What needs to be done: From the conference abstract on buckling of elastic fibers below, list every modeling or analysis method it says the authors use.

━━━━━ Text shown

(550d) Buckling and Transport of Heterogeneously Stiff Elastic Fibers in Microscale Flows | AIChE

(550d) Buckling and Transport of Heterogeneously Stiff Elastic Fibers in Microscale Flows

Authors 

Nguyen, T. M. - Presenter, University of California At Davis
Manikantan, H., UC Davis
The dynamic behavior of flexible filaments in Stokesian fluids plays a critical role in our understanding of non-Newtonian systems arising in macro-scale biological processes and engineering problems. However, previous work has only considered and studied these filaments with homogenous structural properties. The filament backbone has a non-uniform rigidity in many biological systems like microtubules, where the association and dissociation of proteins can potentially lead to spatial and temporal changes in structural rigidities. The consequences of such non-uniformities in the configurational stability and transport of these fibers have yet to be revealed. Here, we use slender-body theory and Euler-Bernoulli elasticity in numerical simulations coupled with various heterogeneous rigidity profiles to study their buckling instability properties and transport dynamics. We observe more pronounced buckling in areas of reduced rigidity in our simulations. We show that these shapes are predictable using linear stability analysis and we present a framework to analyze arbitrary non-uniform filament rigidity. In shear flows, the unique buckling patterns that materialize from non-uniform rigidity give rise to fluid-filament interactions that have not been previously reported. We also illustrate strategies to determine optimal rigidity profiles to mitigate filament buckling. Non-uniform buckling leads to configurations that permit migration across streamlines, and filament transport properties change strikingly from those with a uniform rigidity. We also examine cross-streamline migration and quantify the role of elastic backbone heterogeneity in the transverse transport of elastic filaments. Collectively, these results suggest that the distinct rigidity profiles we explored can drastically alter the fluid-structure interactions in physiologically relevant settings, providing a foundation for further elucidating the interplay between hydrodynamics and the complex structural properties of biopolymers.

━━━━━━━━━━
━━━━━ Source information

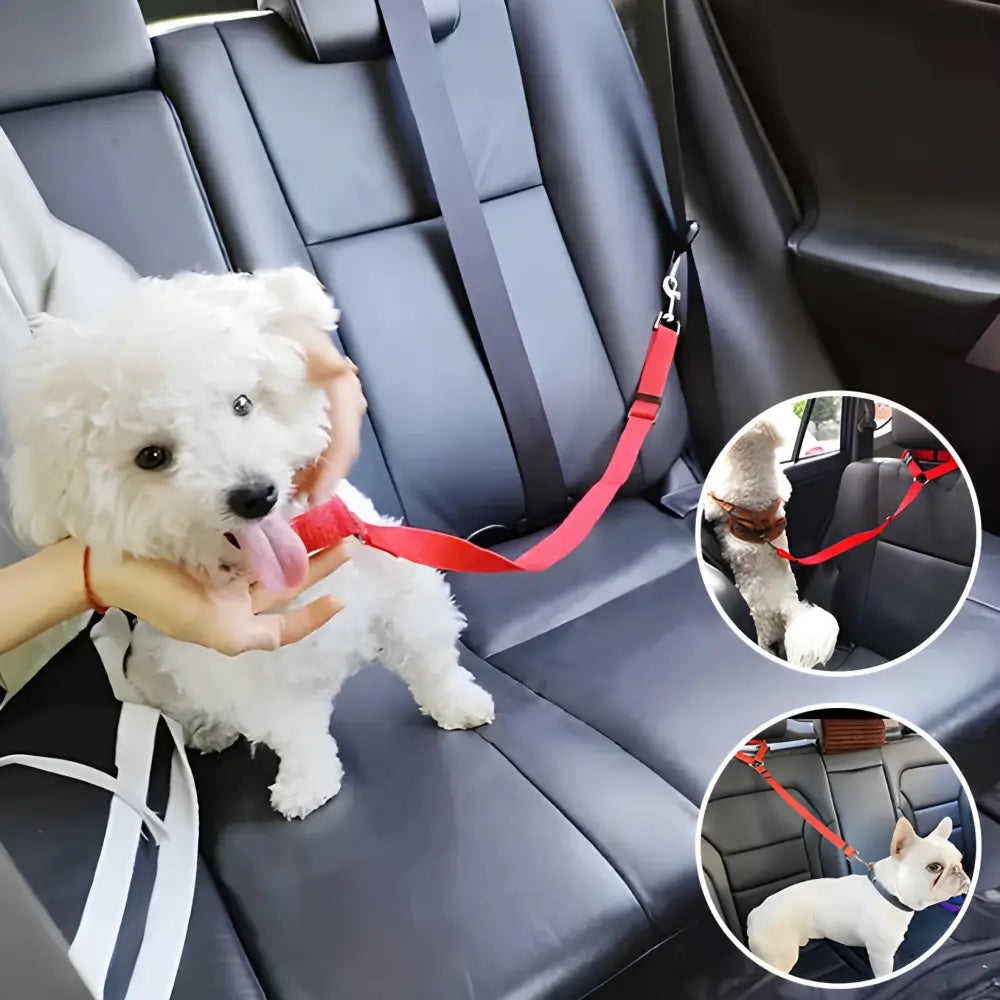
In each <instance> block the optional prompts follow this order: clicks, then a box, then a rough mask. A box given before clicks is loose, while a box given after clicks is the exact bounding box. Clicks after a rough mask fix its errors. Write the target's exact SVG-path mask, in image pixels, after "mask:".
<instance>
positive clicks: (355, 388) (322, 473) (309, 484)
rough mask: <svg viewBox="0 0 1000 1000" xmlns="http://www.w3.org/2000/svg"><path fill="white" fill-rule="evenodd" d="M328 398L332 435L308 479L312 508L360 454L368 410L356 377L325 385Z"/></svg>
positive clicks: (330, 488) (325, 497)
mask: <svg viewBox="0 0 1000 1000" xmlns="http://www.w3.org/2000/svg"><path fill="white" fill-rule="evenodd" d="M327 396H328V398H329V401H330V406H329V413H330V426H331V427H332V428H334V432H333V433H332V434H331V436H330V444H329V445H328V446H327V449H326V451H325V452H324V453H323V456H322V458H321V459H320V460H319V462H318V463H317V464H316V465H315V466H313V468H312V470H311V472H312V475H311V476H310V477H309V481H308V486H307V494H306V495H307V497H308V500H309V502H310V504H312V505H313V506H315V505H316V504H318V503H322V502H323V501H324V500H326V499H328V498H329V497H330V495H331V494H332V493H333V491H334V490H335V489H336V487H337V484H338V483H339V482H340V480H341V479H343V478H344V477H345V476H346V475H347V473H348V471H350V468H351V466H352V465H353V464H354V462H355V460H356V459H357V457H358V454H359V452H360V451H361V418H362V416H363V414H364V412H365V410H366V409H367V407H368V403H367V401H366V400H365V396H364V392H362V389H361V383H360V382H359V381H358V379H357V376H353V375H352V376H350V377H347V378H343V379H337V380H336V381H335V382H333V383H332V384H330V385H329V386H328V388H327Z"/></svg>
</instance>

━━━━━━━━━━

Answer box:
- Slender-body theory
- Euler-Bernoulli elasticity
- Numerical simulations
- Linear stability analysis